• [Work request]: Beginning with the first line of the data below, reproduce every line unchanged, ending with the line that holds "box: [0, 0, 235, 41]".
╭─ Data for the task
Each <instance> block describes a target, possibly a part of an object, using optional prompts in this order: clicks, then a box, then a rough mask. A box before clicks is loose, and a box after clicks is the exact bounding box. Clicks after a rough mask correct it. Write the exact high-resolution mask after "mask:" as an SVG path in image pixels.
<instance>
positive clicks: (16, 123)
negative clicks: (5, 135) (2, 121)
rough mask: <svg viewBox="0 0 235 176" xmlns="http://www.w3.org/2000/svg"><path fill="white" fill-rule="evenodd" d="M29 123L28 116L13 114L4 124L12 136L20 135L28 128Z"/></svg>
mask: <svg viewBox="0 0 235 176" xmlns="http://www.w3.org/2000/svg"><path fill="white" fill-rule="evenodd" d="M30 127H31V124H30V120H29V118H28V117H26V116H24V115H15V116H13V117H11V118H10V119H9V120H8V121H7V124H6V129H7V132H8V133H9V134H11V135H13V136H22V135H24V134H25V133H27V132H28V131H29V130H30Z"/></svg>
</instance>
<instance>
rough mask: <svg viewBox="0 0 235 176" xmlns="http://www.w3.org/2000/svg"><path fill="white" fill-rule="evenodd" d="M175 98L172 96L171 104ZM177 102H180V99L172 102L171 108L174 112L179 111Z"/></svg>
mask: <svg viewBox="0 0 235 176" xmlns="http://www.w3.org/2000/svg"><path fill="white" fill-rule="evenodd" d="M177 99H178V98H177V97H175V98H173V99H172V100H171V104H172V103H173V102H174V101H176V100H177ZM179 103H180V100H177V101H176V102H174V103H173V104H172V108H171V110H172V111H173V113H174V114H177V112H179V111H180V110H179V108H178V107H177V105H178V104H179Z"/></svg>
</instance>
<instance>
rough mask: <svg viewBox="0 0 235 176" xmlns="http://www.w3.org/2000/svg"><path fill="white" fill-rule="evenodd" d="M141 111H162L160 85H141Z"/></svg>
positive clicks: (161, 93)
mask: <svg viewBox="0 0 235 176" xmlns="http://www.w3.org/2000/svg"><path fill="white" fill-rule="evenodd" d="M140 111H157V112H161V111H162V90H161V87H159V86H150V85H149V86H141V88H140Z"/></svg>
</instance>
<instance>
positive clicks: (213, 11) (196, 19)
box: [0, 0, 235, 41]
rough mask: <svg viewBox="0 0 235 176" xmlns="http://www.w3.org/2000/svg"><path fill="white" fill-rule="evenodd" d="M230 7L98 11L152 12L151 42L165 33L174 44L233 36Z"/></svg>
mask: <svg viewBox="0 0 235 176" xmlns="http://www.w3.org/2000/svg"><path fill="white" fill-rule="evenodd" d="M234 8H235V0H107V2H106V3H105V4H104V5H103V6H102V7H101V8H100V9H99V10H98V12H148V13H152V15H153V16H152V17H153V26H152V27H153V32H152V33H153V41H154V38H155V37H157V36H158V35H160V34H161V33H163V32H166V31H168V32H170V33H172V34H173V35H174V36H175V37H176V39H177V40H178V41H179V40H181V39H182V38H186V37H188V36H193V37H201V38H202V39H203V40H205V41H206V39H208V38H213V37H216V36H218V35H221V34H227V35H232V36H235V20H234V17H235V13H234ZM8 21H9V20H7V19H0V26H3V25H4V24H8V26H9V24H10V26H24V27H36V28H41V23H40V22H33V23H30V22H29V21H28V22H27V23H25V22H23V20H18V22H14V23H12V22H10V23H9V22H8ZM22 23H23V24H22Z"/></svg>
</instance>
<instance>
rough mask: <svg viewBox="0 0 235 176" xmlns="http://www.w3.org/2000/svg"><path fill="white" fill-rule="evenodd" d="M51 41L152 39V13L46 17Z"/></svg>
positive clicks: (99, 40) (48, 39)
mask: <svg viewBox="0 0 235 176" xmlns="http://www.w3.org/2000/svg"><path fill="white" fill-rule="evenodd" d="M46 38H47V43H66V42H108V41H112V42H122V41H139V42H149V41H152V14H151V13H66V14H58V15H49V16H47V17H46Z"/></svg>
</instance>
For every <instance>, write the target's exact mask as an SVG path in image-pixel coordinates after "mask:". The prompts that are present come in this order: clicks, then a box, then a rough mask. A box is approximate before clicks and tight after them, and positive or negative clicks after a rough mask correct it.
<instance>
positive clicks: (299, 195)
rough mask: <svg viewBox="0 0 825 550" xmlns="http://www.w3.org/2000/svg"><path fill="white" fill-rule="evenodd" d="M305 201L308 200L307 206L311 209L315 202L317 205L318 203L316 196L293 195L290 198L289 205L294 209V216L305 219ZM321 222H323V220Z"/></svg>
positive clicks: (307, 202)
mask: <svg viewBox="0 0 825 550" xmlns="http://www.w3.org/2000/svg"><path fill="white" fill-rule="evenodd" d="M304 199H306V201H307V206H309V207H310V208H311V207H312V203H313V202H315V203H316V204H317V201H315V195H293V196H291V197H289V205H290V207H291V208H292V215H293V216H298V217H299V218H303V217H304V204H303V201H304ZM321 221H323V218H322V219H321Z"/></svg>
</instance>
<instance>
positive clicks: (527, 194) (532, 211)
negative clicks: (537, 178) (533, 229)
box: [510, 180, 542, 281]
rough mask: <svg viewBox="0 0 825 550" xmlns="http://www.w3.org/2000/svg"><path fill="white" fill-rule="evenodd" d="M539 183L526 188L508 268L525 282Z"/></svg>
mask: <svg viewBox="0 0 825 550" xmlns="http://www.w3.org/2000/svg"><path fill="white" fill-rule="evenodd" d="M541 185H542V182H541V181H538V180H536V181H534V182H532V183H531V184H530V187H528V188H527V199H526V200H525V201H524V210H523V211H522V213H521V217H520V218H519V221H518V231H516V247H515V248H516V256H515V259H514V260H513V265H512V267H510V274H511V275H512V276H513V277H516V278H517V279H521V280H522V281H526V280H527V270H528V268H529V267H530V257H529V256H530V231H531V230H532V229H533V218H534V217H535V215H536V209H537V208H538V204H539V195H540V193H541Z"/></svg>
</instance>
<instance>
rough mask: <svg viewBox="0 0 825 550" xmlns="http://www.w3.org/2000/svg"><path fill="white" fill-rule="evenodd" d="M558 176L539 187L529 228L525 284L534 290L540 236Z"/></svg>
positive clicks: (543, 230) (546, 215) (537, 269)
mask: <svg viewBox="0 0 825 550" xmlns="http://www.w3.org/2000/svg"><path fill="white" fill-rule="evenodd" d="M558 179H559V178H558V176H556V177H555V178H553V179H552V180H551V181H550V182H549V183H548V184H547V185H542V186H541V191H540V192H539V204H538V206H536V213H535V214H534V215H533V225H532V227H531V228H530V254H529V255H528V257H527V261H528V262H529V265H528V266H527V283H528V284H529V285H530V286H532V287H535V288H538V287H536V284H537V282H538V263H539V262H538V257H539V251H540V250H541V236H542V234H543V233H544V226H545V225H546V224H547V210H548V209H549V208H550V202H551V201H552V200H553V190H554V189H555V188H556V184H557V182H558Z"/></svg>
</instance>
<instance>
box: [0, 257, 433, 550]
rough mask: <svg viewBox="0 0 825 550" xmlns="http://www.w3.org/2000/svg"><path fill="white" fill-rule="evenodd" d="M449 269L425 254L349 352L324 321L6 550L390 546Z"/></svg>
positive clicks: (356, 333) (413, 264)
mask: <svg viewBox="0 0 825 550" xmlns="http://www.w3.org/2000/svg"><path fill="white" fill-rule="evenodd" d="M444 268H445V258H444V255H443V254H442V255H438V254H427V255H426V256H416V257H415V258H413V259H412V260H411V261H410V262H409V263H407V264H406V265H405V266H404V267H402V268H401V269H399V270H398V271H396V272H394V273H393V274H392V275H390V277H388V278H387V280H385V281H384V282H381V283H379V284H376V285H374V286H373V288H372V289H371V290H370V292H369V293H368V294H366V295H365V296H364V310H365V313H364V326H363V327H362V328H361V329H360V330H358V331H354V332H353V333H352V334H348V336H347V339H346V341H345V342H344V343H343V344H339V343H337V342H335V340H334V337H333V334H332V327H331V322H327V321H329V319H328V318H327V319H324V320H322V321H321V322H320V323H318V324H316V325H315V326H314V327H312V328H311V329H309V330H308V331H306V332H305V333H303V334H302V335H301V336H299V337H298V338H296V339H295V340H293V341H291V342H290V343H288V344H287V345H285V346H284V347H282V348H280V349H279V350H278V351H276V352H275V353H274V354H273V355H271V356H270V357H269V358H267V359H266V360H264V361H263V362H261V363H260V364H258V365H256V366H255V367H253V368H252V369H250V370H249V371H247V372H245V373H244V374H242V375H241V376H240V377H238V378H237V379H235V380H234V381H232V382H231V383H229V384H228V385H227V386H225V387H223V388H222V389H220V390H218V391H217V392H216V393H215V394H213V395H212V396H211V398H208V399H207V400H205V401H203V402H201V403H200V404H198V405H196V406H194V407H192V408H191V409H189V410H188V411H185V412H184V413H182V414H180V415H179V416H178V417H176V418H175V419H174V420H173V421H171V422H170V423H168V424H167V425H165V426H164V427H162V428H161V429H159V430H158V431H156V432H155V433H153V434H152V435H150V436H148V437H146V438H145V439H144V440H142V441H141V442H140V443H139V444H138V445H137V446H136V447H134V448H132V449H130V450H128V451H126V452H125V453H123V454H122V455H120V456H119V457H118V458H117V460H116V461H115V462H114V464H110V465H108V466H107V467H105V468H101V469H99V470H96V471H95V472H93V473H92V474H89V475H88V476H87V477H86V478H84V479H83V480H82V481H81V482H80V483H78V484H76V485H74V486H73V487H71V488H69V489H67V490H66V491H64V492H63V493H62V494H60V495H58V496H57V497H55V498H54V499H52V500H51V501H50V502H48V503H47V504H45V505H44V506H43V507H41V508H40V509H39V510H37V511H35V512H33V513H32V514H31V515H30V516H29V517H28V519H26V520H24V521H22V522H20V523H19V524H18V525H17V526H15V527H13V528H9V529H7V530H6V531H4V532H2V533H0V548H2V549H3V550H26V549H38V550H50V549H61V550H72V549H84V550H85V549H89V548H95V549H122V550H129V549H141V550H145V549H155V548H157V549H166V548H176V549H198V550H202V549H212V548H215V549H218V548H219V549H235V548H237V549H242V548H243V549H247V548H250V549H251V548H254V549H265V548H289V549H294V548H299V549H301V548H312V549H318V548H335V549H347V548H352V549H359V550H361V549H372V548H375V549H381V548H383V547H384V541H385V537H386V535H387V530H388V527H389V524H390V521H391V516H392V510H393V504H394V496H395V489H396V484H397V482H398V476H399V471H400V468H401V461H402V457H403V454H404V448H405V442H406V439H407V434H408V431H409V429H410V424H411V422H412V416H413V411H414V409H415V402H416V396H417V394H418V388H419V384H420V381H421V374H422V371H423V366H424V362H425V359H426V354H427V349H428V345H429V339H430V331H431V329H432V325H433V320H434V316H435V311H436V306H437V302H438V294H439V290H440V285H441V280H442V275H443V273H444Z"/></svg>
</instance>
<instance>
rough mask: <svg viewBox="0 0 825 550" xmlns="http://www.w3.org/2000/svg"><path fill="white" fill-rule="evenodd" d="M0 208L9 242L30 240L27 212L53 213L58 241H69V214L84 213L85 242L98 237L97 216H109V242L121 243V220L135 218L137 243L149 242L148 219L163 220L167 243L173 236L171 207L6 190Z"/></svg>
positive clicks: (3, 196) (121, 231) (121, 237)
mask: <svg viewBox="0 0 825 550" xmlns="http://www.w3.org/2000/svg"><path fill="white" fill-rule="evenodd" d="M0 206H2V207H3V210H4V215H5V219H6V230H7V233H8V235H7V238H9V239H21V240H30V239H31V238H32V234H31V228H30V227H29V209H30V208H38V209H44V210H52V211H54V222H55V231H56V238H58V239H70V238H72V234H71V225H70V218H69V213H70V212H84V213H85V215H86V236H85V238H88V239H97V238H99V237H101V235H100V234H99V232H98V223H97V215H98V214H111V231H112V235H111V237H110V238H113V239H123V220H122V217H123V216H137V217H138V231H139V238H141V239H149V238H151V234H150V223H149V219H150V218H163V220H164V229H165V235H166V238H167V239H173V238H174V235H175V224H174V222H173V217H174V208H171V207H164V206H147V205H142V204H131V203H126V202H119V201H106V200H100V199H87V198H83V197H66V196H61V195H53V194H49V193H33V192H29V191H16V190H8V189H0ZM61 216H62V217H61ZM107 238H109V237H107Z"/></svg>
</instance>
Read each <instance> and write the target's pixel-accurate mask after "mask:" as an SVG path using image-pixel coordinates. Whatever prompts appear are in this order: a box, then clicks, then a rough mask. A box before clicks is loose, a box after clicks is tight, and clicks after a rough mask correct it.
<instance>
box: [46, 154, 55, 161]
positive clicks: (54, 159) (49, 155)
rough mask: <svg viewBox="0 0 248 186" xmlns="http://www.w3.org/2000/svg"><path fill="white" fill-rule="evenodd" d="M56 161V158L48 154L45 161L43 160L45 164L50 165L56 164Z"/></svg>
╰─
• [Answer box]:
Each <instance> block describes a target, possibly a part of an object, using optional prompts in this order: clicks, then a box, then a rough mask. A box before clicks is loose, and a box after clicks is the exact bounding box. Clicks after a rough mask correct it. Write the exact high-resolution mask after "mask:" as an SVG path in image pixels.
<instance>
positive clicks: (16, 123)
negative clicks: (5, 135) (2, 121)
rough mask: <svg viewBox="0 0 235 176" xmlns="http://www.w3.org/2000/svg"><path fill="white" fill-rule="evenodd" d="M29 123L28 116L13 114L4 124L12 136L20 135L28 128Z"/></svg>
mask: <svg viewBox="0 0 235 176" xmlns="http://www.w3.org/2000/svg"><path fill="white" fill-rule="evenodd" d="M30 127H31V124H30V120H29V118H28V117H26V116H24V115H15V116H13V117H11V118H10V119H9V120H8V121H7V124H6V129H7V132H8V133H9V134H11V135H13V136H22V135H24V134H25V133H27V132H28V131H29V130H30Z"/></svg>
</instance>
<instance>
rough mask: <svg viewBox="0 0 235 176" xmlns="http://www.w3.org/2000/svg"><path fill="white" fill-rule="evenodd" d="M175 98L172 96L171 104ZM177 102H180V99L172 102L171 108L174 112L179 111Z"/></svg>
mask: <svg viewBox="0 0 235 176" xmlns="http://www.w3.org/2000/svg"><path fill="white" fill-rule="evenodd" d="M177 99H178V98H177V97H175V98H173V99H172V100H171V104H172V103H173V102H174V101H176V100H177ZM179 103H180V100H177V101H176V102H174V103H173V104H172V108H171V110H172V111H173V113H174V114H177V112H179V111H180V110H179V108H178V107H177V105H178V104H179Z"/></svg>
</instance>
<instance>
rough mask: <svg viewBox="0 0 235 176" xmlns="http://www.w3.org/2000/svg"><path fill="white" fill-rule="evenodd" d="M141 111H162L160 85H141Z"/></svg>
positive clicks: (161, 93)
mask: <svg viewBox="0 0 235 176" xmlns="http://www.w3.org/2000/svg"><path fill="white" fill-rule="evenodd" d="M140 111H157V112H161V111H162V90H161V87H159V86H150V85H149V86H141V88H140Z"/></svg>
</instance>
<instance>
positive clicks: (213, 11) (196, 19)
box: [0, 0, 235, 41]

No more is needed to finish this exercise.